╭─ Dataset entries

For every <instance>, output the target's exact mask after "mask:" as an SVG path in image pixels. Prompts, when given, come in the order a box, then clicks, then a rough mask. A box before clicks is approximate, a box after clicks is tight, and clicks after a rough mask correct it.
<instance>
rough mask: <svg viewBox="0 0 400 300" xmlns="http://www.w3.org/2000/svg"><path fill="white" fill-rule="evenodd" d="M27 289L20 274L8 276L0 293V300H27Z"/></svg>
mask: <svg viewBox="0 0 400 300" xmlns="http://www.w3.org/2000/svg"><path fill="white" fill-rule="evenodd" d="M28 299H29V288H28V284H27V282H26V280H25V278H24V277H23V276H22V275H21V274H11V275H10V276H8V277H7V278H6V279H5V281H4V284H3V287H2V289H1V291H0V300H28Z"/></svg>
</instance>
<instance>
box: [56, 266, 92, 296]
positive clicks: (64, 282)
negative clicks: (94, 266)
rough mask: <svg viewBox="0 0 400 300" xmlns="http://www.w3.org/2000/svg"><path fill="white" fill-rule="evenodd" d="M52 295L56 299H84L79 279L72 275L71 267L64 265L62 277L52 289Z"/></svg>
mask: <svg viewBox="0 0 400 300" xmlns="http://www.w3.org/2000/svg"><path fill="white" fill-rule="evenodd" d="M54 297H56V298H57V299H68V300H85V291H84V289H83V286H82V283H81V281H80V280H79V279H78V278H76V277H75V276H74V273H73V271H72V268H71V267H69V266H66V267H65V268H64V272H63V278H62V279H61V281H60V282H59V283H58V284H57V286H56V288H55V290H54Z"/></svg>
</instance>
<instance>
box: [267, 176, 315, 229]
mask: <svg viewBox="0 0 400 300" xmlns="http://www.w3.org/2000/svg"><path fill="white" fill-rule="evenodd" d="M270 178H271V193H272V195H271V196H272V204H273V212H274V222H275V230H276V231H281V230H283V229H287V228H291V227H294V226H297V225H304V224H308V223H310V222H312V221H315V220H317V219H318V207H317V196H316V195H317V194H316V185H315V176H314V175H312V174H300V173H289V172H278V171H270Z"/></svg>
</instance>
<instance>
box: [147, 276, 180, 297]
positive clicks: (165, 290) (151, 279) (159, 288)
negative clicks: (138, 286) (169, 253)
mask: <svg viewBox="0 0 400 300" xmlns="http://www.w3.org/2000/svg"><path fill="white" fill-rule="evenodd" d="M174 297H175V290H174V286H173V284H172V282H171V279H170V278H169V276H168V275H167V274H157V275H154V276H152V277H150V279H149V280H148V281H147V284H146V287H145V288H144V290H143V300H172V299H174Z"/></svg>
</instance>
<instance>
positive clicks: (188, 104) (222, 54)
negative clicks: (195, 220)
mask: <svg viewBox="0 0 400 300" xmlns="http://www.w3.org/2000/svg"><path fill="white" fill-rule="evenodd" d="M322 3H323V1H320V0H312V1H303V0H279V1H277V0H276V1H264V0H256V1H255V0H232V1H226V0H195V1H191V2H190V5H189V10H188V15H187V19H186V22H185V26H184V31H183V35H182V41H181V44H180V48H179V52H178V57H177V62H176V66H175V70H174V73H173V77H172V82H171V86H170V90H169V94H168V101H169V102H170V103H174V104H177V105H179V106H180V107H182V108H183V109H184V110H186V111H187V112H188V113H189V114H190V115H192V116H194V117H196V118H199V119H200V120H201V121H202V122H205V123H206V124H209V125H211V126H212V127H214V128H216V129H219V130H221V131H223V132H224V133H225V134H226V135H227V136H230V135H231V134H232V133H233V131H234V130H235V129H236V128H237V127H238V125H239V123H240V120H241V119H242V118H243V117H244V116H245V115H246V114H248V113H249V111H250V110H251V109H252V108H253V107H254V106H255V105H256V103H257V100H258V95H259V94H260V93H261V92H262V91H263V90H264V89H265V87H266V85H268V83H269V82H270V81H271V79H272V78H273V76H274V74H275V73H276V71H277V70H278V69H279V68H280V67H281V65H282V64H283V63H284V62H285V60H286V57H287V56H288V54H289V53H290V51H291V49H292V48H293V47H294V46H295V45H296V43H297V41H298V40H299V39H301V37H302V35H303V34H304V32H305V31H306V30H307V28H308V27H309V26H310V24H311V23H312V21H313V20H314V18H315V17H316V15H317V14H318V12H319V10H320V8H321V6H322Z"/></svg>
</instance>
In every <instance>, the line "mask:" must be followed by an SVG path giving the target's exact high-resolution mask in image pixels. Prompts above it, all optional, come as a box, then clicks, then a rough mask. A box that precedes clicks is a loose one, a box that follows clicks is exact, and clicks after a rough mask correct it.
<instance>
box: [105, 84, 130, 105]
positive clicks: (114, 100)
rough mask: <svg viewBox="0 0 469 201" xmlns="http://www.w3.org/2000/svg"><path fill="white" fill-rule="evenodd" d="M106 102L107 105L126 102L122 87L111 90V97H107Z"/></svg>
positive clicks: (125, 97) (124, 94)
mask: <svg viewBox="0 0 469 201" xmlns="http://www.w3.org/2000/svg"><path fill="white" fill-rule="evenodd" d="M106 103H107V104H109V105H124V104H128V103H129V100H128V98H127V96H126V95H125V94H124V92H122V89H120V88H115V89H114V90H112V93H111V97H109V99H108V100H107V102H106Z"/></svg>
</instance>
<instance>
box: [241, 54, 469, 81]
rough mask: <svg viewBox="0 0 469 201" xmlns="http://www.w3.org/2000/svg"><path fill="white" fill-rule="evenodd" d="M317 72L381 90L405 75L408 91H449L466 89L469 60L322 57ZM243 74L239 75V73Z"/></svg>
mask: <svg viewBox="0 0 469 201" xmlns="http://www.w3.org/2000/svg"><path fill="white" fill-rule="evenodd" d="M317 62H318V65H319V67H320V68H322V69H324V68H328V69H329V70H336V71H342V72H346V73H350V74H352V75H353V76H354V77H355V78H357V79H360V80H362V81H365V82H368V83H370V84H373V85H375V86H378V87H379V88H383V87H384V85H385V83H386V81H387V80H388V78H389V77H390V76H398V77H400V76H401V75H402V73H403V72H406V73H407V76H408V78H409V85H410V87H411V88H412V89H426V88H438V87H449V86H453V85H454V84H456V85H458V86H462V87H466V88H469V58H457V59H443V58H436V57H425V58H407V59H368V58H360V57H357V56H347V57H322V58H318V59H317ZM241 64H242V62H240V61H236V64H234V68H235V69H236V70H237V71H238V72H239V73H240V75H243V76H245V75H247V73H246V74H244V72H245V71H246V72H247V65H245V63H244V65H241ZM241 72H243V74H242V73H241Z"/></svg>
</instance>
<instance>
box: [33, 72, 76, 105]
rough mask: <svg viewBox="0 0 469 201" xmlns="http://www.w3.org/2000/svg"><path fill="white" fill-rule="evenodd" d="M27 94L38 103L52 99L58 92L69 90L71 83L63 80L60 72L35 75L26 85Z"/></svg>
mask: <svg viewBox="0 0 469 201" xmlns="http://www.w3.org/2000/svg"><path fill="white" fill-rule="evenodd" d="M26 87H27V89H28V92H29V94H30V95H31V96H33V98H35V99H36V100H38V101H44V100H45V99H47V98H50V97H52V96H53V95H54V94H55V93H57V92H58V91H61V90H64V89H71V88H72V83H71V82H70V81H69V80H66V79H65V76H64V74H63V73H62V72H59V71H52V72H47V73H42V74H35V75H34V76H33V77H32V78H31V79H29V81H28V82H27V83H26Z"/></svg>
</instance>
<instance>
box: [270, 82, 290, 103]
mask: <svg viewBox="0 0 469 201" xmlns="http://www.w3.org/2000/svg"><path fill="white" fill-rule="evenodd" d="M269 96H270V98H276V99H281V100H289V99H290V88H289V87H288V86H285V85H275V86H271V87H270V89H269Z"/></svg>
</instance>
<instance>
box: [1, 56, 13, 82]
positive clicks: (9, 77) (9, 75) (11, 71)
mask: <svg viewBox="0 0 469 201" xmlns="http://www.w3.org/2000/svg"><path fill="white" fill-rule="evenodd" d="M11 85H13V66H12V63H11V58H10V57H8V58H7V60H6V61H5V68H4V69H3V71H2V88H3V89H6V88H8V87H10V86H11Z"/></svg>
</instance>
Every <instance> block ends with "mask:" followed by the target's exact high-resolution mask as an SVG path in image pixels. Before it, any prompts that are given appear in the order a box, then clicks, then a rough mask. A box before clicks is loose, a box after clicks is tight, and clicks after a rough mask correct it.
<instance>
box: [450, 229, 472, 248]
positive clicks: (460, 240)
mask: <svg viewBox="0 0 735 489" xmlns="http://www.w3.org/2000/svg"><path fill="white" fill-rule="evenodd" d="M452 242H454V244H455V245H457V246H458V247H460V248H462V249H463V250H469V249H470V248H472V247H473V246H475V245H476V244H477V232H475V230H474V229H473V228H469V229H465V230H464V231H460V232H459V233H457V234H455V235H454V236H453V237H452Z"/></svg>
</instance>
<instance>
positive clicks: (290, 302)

╰─

* [What to produce]: Scan the records above and report how many lines include the word "order", without any other text.

* [Response area]: 2